«

On 07/30/2011 05:23 AM, Ben Bacarisse wrote:

> It's almost always the calling function that determines how you must
> interface with the called language. This applies to best practice as
> much as it does to those things that are required.
>

Ok. Fortran is expecting a c-style pointer to a char. This little
snippet gives you a feel for it. This is pretty-new syntax, and what
makes it relevant to c is that fortran said *all* interop is with ISO C.

type(c_ptr):: pa
end function testc
end interface
type(c_ptr), target :: pa
character(1, c_char),pointer::fpa(
pa = testc()

....

Yes the horror of not seeing semicolons, but again I put the fortran
stuff at the top, so it can disappear with a reasonable edit.

On the C side, I think I've got something that works well, but I don't
know that without some code review. This is what dinkumware has for
strncpy; does anyone have a mnemonic for what the 'n' might mean?

= = =

INSTRUCTIONS ::
1. In the forum post on Fortran and C interoperability, what kind of pointer does Fortran expect?
2. Extend the forum post on Fortran and C interoperability, starting right after its closing question.

Entries for bounding box labeling:
= = =

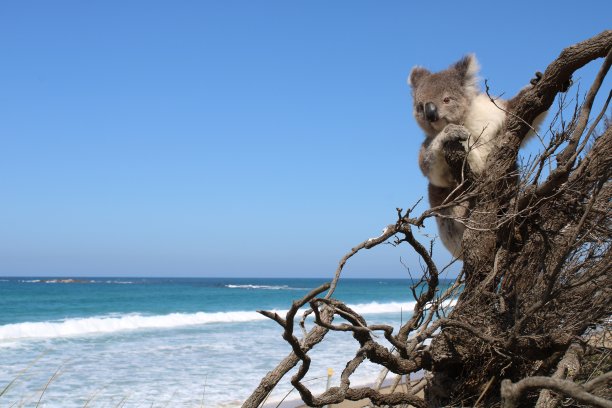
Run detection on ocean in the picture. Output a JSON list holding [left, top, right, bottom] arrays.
[[0, 277, 440, 408]]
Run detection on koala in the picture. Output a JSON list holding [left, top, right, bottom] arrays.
[[408, 55, 545, 259]]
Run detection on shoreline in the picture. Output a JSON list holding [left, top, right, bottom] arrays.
[[262, 372, 423, 408]]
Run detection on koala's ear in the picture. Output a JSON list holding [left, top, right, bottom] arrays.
[[451, 54, 480, 91], [408, 67, 431, 88]]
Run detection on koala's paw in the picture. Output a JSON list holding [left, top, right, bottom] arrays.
[[441, 124, 470, 143], [529, 71, 574, 93], [529, 71, 544, 86]]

= = =

ANSWERS BELOW ::
1. A C-style pointer to a char.

2.
strncpy

char *strncpy(char *restrict s1, const char *restrict s2, size_t n);

The function copies the string s2, not including its terminating null
character, to successive elements of the array of char whose first
element has the address s1. It copies no more than n characters from s2.
The function then stores zero or more null characters in the next
elements to be altered in s1 until it stores a total of n characters. It
returns s1.

So I want a char * before i get to this statement, and that leaves the
malloc:

char *p = malloc(sz);

The reason that I might put it on the left is that I haven't been handed
anything that's broken, and if it doesn't draw warnings, then C might be
just fine this.

Another version might be:

char *p = (char *)malloc(sz);
, and I'm naive enough not to see anything wrong there, technically.
But as I'm sitting here, it looks like an unnecessary cast.

$ gcc -c -Wall -Wextra cfunc6.c -o cfunc.o
$ gfortran -c -Wall -Wextra caller2.f03 -o caller.o
$ gfortran -Wall -Wextra caller.o testc.o -o out
$ ./out
this sentence is less than fifty bytes.
$ cat caller2.f03
program test
use iso_c_binding
implicit none
interface
function testc() bind(c) result(pa)
use iso_c_binding
type(c_ptr):: pa
end function testc
end interface
type(c_ptr), target :: pa
character(1, c_char),pointer::fpa(
pa = testc()
call c_f_pointer(pa, fpa, [50])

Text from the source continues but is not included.